## Extracted records
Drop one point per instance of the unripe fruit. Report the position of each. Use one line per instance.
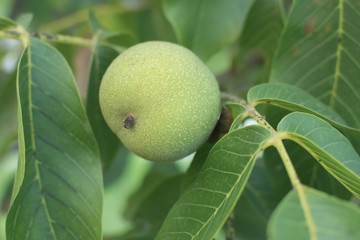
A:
(160, 100)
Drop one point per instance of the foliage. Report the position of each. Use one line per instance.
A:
(293, 175)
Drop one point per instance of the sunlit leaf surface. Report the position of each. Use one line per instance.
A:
(205, 205)
(61, 193)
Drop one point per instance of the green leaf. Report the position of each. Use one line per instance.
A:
(154, 208)
(6, 23)
(108, 142)
(333, 218)
(25, 20)
(295, 99)
(61, 193)
(206, 203)
(255, 206)
(238, 112)
(332, 150)
(206, 27)
(262, 31)
(319, 52)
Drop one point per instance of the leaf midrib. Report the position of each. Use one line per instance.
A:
(33, 145)
(338, 54)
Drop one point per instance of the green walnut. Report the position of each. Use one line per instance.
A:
(160, 100)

## Aim of the exercise
Recast every line of the items above as a JSON list of strings, one string per line with blank lines skipped, and leave the picture out of your answer.

## Correct answer
[
  "Drop one point per instance of the unripe fruit. Report the position of each. Use one line per instance.",
  "A:",
  "(160, 100)",
  "Drop one point per instance of the foliage. Report the position of each. Use one line per instance.",
  "A:",
  "(293, 175)",
  "Drop one point per instance of the sunlit leaf surface. Report the position of each. Use one line per instance.",
  "A:",
  "(205, 205)",
  "(61, 193)",
  "Drop one point per instance of the green leaf. Report the position of each. Use one line per instance.",
  "A:",
  "(154, 208)",
  "(6, 23)",
  "(108, 142)",
  "(333, 218)",
  "(25, 20)",
  "(295, 99)",
  "(61, 193)",
  "(206, 203)",
  "(255, 206)",
  "(238, 112)",
  "(332, 150)",
  "(206, 27)",
  "(262, 31)",
  "(319, 52)",
  "Drop one point per instance of the leaf midrib. Report the position of each. Use one line per instance.",
  "A:",
  "(33, 145)",
  "(338, 54)",
  "Drop one point per instance of the green walnut. Report the position of each. Use one line per instance.",
  "A:",
  "(160, 100)"
]